**Vorliegender Text**
────────────────
Tun sie doch gar nicht!, höre ich. Nicht? In ihrem Kommentar im ‹Tages-Anzeiger› vom 19. Juni schreibt Raphaela Birrer über frei stehende Solarstromanlagen in den Alpen und Windparks, «in der konkreten Umsetzung erschwert der nach wie vor unerbittliche Widerstand von Naturschützern den Erfolg solcher Projekte». Tatsächlich? War es nicht der ‹Tagi›, der ausführlich berichtete, wie eine Nationalrätin der SVP an ihrem Wohnort Hagenbuch eine Abstandsregel für Windräder durchbrachte, die deren Bau erstens verunmöglicht und zweitens nicht mit übergeordnetem Recht kompatibel sein dürfte? Und druckt die NZZ nicht seitenlange Porträts von bürgerlichen Männern, die in Schlössern leben und sich angeblich nur deshalb gegen Windräder einsetzen, weil diese die Landschaft verschandelten? Zum Glück sind unsere Autobahnen schon gebaut…

Raphaela Birrer schreibt weiter, «im Hinblick auf den mittelfristigen Strommix muss zudem die Rolle der CO2-neutralen Atomkraft offen und ideologiefrei diskutiert werden». Warum muss sie denn das? Um Atomkraft ging es nicht bei der Abstimmung vom 18. Juni. Und der Bau neuer AKW in der Schweiz ist verboten, weil die Mehrheit der Stimmberechtigten erst vor gut sechs Jahren, am 21. Mai 2017, an der Urne den Atomausstieg beschlossen hat. Den ‹Tagi› kümmert das nicht: Anlass zu dieser «offenen und ideologiefreien» Diskussion werde die Blackout-Initiative bieten, «die das AKW-Verbot aufheben will». Warum aber sollen wir darüber diskutieren, lange bevor die nötigen Unterschriften gesammelt sind und die Initiative eingereicht ist? Weil es die SVP und die halbe FDP so wollen – und der ‹Tagi› ihr Sprachrohr ist?

Heute wolle «wegen des politischen Ausstiegsbeschlusses, der hohen Sicherheitskosten und der nicht geregelten Entsorgung niemand mehr in AKW investieren», schreibt Raphaela Birrer weiter. «Bleibt die klimaschonende Stromversorgung aber die zentrale politische Prämisse, muss konsequenterweise die Forschung zur sicheren Weiterentwicklung dieser Technologie gefördert werden – unabhängig davon, ob das AKW-Verbot fallen soll oder nicht.» Sagen die SVP und die halbe FDP… äh, sagt der ‹Tagi›, die ‹unabhängige› Schweizer Tageszeitung. Aber bleiben wir fair: Dem Komitee hinter der Volksinitiative «Jederzeit Strom für alle (Blackout stoppen)» gehören nicht nur Exponent:innen von SVP und FDP an, sondern auch Menschen von der Mitte und vom Energie Club Schweiz, also von der Atomlobby. Diese finanziert das Ganze auch, wie im ‹Infosperber› vom 30. Januar zu lesen war.
────────────────
**Datensätze**
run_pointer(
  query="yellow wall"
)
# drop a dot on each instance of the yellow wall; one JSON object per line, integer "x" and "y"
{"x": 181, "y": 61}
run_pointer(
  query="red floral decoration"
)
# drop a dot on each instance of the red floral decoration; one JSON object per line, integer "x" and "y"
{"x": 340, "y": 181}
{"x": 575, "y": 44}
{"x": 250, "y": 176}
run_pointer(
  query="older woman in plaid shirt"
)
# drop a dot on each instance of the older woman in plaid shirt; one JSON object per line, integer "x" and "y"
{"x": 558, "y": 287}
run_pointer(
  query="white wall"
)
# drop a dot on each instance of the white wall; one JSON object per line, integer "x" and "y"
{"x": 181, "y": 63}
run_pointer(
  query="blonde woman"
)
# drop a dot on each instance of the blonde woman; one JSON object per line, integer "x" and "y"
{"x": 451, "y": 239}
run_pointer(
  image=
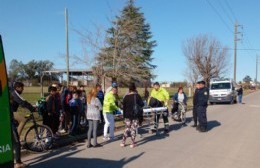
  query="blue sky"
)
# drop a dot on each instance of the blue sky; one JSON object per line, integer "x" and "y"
{"x": 35, "y": 29}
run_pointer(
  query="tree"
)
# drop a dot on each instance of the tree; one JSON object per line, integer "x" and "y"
{"x": 247, "y": 79}
{"x": 30, "y": 69}
{"x": 128, "y": 52}
{"x": 43, "y": 66}
{"x": 206, "y": 56}
{"x": 16, "y": 70}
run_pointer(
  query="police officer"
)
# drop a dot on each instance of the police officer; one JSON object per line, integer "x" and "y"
{"x": 194, "y": 112}
{"x": 162, "y": 95}
{"x": 202, "y": 97}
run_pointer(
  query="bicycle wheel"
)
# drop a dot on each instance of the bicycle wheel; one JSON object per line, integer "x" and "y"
{"x": 183, "y": 114}
{"x": 38, "y": 138}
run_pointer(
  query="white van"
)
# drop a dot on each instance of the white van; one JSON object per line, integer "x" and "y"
{"x": 222, "y": 91}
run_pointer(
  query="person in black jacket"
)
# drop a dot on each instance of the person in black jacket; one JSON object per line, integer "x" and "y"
{"x": 16, "y": 100}
{"x": 202, "y": 97}
{"x": 19, "y": 101}
{"x": 131, "y": 118}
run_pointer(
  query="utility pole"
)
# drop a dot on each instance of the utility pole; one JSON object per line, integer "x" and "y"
{"x": 235, "y": 48}
{"x": 67, "y": 45}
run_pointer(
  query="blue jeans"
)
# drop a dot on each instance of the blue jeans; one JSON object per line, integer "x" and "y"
{"x": 240, "y": 98}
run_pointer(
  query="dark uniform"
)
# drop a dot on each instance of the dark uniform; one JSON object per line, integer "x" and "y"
{"x": 202, "y": 97}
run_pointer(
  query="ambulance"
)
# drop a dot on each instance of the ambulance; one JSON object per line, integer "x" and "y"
{"x": 222, "y": 90}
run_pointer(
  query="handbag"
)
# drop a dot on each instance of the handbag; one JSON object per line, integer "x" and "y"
{"x": 137, "y": 110}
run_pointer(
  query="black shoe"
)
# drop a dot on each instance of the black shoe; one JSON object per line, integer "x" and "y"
{"x": 184, "y": 125}
{"x": 202, "y": 129}
{"x": 198, "y": 127}
{"x": 89, "y": 146}
{"x": 97, "y": 146}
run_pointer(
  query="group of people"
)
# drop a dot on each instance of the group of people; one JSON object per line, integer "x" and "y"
{"x": 97, "y": 107}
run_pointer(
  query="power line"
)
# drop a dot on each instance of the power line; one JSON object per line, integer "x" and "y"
{"x": 231, "y": 10}
{"x": 221, "y": 18}
{"x": 225, "y": 11}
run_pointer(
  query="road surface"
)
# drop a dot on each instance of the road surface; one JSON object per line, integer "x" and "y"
{"x": 233, "y": 141}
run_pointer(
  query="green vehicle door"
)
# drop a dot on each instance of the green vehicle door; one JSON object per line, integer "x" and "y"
{"x": 6, "y": 150}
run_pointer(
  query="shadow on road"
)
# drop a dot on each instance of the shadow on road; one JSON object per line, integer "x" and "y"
{"x": 213, "y": 124}
{"x": 65, "y": 161}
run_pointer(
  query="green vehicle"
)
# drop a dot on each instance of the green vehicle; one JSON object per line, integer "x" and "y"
{"x": 6, "y": 149}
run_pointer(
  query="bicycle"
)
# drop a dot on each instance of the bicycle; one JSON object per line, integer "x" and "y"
{"x": 37, "y": 138}
{"x": 180, "y": 114}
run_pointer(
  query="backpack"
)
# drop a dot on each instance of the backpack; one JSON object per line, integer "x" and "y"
{"x": 42, "y": 106}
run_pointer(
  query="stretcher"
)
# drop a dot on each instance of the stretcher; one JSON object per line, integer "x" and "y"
{"x": 150, "y": 113}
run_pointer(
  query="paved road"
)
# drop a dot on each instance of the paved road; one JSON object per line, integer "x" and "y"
{"x": 233, "y": 141}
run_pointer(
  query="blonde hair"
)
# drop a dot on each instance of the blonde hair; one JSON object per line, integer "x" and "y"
{"x": 92, "y": 93}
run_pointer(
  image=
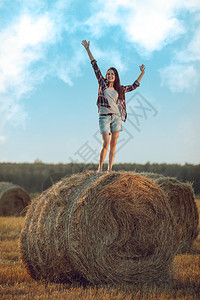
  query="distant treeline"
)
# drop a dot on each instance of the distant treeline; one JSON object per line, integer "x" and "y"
{"x": 38, "y": 176}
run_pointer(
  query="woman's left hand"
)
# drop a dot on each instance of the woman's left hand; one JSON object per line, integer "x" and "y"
{"x": 142, "y": 68}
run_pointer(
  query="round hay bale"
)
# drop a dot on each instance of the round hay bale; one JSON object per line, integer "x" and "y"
{"x": 182, "y": 202}
{"x": 114, "y": 228}
{"x": 13, "y": 199}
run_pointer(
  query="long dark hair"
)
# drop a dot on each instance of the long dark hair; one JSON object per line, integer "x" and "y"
{"x": 117, "y": 84}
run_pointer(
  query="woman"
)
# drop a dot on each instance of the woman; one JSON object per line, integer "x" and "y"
{"x": 111, "y": 106}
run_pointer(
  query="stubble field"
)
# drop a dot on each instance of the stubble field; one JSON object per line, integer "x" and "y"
{"x": 15, "y": 283}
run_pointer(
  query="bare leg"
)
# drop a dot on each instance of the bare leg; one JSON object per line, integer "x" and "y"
{"x": 113, "y": 143}
{"x": 105, "y": 138}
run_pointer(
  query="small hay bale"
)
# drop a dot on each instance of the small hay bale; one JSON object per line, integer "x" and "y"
{"x": 13, "y": 199}
{"x": 182, "y": 202}
{"x": 113, "y": 228}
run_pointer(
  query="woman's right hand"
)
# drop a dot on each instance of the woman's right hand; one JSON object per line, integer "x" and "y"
{"x": 86, "y": 44}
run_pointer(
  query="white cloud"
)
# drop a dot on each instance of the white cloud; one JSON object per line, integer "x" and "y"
{"x": 2, "y": 139}
{"x": 179, "y": 77}
{"x": 25, "y": 43}
{"x": 21, "y": 45}
{"x": 192, "y": 52}
{"x": 149, "y": 24}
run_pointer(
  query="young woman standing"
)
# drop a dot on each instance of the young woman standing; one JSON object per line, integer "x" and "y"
{"x": 111, "y": 106}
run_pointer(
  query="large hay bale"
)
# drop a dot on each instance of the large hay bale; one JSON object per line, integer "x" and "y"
{"x": 13, "y": 199}
{"x": 112, "y": 228}
{"x": 182, "y": 202}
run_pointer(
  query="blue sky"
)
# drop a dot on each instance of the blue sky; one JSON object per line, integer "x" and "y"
{"x": 48, "y": 90}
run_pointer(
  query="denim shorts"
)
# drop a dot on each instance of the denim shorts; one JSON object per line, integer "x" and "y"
{"x": 109, "y": 123}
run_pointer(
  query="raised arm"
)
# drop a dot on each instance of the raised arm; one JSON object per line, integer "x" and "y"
{"x": 142, "y": 68}
{"x": 86, "y": 45}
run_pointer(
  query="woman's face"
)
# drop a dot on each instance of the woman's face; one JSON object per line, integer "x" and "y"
────────────────
**Schriftliche Aufgabe A**
Schreiben Sie aus dem Text über die Energiedebatte die Stelle zwischen "Raphaela Birrer schreibt" und "ihr Sprachrohr ist?", beide eingeschlossen, ab.
**Schriftliche Aufgabe B**
An welchem Datum beschlossen die Stimmberechtigten laut dem Text über die Energiedebatte den Atomausstieg?
Die Datensätze stehen in keinem Zusammenhang mit dem Text.

**Schriftliche Antwort A**
Raphaela Birrer schreibt weiter, «im Hinblick auf den mittelfristigen Strommix muss zudem die Rolle der CO2-neutralen Atomkraft offen und ideologiefrei diskutiert werden». Warum muss sie denn das? Um Atomkraft ging es nicht bei der Abstimmung vom 18. Juni. Und der Bau neuer AKW in der Schweiz ist verboten, weil die Mehrheit der Stimmberechtigten erst vor gut sechs Jahren, am 21. Mai 2017, an der Urne den Atomausstieg beschlossen hat. Den ‹Tagi› kümmert das nicht: Anlass zu dieser «offenen und ideologiefreien» Diskussion werde die Blackout-Initiative bieten, «die das AKW-Verbot aufheben will». Warum aber sollen wir darüber diskutieren, lange bevor die nötigen Unterschriften gesammelt sind und die Initiative eingereicht ist? Weil es die SVP und die halbe FDP so wollen – und der ‹Tagi› ihr Sprachrohr ist?

**Schriftliche Antwort B**
Am 21. Mai 2017.